==== Material provided ====
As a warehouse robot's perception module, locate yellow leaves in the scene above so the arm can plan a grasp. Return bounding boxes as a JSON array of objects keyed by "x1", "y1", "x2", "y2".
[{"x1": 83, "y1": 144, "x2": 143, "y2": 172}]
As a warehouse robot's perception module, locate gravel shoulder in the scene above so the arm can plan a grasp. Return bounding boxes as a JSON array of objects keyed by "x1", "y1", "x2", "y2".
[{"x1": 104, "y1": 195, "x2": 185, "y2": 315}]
====
==== Material provided ====
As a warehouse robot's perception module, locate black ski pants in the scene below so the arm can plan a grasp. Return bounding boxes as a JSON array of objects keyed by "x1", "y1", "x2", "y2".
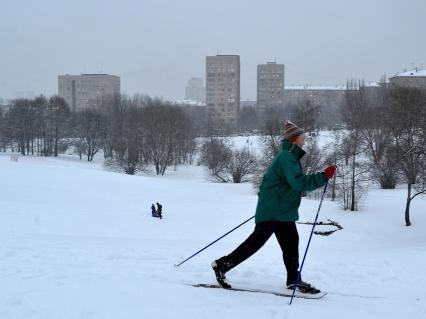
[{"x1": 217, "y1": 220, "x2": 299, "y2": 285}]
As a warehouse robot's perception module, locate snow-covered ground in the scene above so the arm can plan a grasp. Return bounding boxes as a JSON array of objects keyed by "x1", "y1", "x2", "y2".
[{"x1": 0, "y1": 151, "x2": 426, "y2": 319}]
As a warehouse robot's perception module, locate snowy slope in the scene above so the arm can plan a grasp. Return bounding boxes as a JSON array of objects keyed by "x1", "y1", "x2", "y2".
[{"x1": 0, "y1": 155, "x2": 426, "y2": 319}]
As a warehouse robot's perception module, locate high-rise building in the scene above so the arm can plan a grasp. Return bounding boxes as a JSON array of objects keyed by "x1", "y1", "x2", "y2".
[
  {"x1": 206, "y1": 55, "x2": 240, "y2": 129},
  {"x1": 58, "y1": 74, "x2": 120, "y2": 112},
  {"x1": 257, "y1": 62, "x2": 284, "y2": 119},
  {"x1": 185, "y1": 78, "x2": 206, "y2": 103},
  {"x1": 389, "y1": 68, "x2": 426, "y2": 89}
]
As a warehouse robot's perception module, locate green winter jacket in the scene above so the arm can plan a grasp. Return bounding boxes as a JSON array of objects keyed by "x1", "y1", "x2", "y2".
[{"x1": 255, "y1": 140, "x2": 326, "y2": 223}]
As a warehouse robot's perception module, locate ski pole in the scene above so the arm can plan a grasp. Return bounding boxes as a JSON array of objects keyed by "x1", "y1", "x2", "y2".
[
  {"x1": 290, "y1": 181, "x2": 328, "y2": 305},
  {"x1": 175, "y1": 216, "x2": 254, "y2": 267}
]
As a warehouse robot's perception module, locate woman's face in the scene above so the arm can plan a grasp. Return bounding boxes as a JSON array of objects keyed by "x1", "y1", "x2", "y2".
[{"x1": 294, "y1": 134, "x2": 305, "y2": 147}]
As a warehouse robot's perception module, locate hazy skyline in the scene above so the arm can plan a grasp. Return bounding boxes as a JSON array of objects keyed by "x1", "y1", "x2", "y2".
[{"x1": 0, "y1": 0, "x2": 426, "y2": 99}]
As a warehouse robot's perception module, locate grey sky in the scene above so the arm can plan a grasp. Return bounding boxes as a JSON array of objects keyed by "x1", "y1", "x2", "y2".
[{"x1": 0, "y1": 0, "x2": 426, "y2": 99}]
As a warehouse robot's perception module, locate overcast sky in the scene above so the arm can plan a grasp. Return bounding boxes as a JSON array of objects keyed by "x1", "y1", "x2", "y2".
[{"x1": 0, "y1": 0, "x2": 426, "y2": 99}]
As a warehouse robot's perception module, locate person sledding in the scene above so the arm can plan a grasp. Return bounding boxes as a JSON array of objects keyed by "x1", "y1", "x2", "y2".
====
— Set problem —
Can you repeat the entries word for word, beginning at the line that has "As a warehouse robot's perception module, locate ski" and stopping after the line that has "As a warehouse robot's perception module, locate person"?

— Task result —
As a warehouse robot's perception module, locate ski pole in the scene above so the arm can plan a grasp. Return bounding boxes as a JSON array of objects keyed by "x1", "y1", "x2", "y2".
[
  {"x1": 290, "y1": 181, "x2": 328, "y2": 305},
  {"x1": 175, "y1": 216, "x2": 254, "y2": 267}
]
As a warehouse robot's perception module, locate woman's face in the scene above so the arm can plan a grasp. Return bounding boxes as a JSON array of objects keyed by "x1", "y1", "x2", "y2".
[{"x1": 294, "y1": 134, "x2": 305, "y2": 147}]
As a warehouse robot's perception module, locate hazy skyline in the scene above so the arm can plan a grasp. Return bounding boxes as a JSON array of objects keyed by "x1", "y1", "x2", "y2".
[{"x1": 0, "y1": 0, "x2": 426, "y2": 99}]
As a warehouse robot's perception module, locate grey sky in the scene above so the arm can plan a grasp. Return bounding boxes as a JSON array of objects keyed by "x1", "y1", "x2", "y2".
[{"x1": 0, "y1": 0, "x2": 426, "y2": 99}]
As a warehouse robot's perception module, locate overcast sky in the scene above so the arm can plan a grasp. Return bounding boxes as a JSON array of objects keyed by "x1", "y1", "x2", "y2".
[{"x1": 0, "y1": 0, "x2": 426, "y2": 99}]
As a warehouse robot's perception module, locate person sledding in the scene above so the arm can plan a grasp. Return bounding boxes as a JSON array of objects keyed by "x1", "y1", "x2", "y2".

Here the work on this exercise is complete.